→ EXERCISE DESCRIPTION
Pictures aside, output each record exactly.

Photo-based referring expression data:
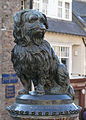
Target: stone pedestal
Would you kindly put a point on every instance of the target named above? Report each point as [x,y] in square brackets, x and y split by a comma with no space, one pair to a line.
[44,107]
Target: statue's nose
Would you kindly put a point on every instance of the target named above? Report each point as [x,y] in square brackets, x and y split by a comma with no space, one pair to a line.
[42,27]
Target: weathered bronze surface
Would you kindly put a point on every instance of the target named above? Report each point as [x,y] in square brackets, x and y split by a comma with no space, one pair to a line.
[44,106]
[35,61]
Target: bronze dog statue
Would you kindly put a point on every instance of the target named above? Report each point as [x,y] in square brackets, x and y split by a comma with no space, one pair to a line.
[34,59]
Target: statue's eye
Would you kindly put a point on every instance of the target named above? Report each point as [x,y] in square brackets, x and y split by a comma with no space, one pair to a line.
[33,19]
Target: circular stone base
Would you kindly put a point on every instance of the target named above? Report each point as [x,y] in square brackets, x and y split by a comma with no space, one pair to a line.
[38,107]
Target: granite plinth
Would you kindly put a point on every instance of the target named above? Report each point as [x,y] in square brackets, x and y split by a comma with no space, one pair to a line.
[34,107]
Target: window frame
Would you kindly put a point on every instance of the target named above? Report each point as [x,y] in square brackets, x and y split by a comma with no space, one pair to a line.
[56,9]
[70,55]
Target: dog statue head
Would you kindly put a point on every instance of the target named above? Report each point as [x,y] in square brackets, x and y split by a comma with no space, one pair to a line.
[29,26]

→ EXERCISE OUTPUT
Target: stone pedestal
Would you kindly put a point on every instance of the target named above? Report each point as [x,y] in square brackets, x and y split by a comma with no space, one pair to a line.
[44,107]
Target: statue's nose
Would you kindly put a point on every instance of the target named above? Report each point as [x,y] in square brackets, x and y split by a comma with no space, one pair to a line.
[42,27]
Target: weathered bronze surface
Would you kindly put a point on every instance of the target named above? Report each point as [x,y] in square brackets, x and y split by a comma with no space, one pair to a line.
[44,106]
[35,61]
Target: bronze dog statue
Would you kindly put a point on every instance of the target named above? Report each point as [x,y] in square brackets, x and y split by a comma with no space, one pair to a line.
[34,59]
Target: statue's eye
Would you kindly put a point on every instance of the target named above? Report each point as [x,y] in square brackets, x and y split by a comma with no space, one pair to a line.
[33,19]
Target: circular stone base
Would you kindly put a point on every instance of the target named above? Report each point as [x,y] in square brackets, x and y split by a comma with no space, one pair to a line.
[38,107]
Target: granite plinth
Would you kindly put a point on every instance of the target named above? Report each point as [x,y] in square brackets, x and y split by a comma with no space, one pair to a line.
[34,107]
Target: window frame
Would you kindly put a point on every instance of the target named above? Report each point as [x,y] in square brackets, x and y split by a comma with no space, one pair to a line.
[56,9]
[70,55]
Target: dog statue head
Would you kindly put a point on every instance of the target named above? Report each point as [x,y] in square brackets, x and y split by a comma with no space, one pair to a line.
[29,26]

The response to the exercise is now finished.